**PROBLEM DETAILS**. Working from the listing below, set down every line exactly.

================================

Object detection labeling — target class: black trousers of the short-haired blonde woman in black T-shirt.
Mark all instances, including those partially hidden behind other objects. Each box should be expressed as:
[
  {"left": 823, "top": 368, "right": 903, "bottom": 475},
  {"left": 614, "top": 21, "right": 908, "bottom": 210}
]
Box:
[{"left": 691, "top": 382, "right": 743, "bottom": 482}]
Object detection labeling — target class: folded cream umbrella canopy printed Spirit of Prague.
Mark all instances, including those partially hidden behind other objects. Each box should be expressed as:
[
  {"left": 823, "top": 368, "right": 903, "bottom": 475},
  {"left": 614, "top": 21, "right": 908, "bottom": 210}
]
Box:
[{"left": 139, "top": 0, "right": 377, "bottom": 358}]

================================

**WRITTEN ANSWER**.
Object detection labeling — target class: black trousers of the short-haired blonde woman in black T-shirt.
Mark all instances, including those partially hidden behind other objects. Each box should be expressed as:
[
  {"left": 823, "top": 368, "right": 903, "bottom": 475},
  {"left": 614, "top": 21, "right": 908, "bottom": 210}
]
Box:
[{"left": 691, "top": 382, "right": 743, "bottom": 482}]
Object detection labeling — target class: folded cream umbrella canopy printed Spirit of Prague.
Mark all instances, including those partially hidden behind other objects. Each box should be expressed as:
[
  {"left": 823, "top": 368, "right": 903, "bottom": 475},
  {"left": 614, "top": 21, "right": 908, "bottom": 210}
]
Box:
[{"left": 139, "top": 0, "right": 377, "bottom": 358}]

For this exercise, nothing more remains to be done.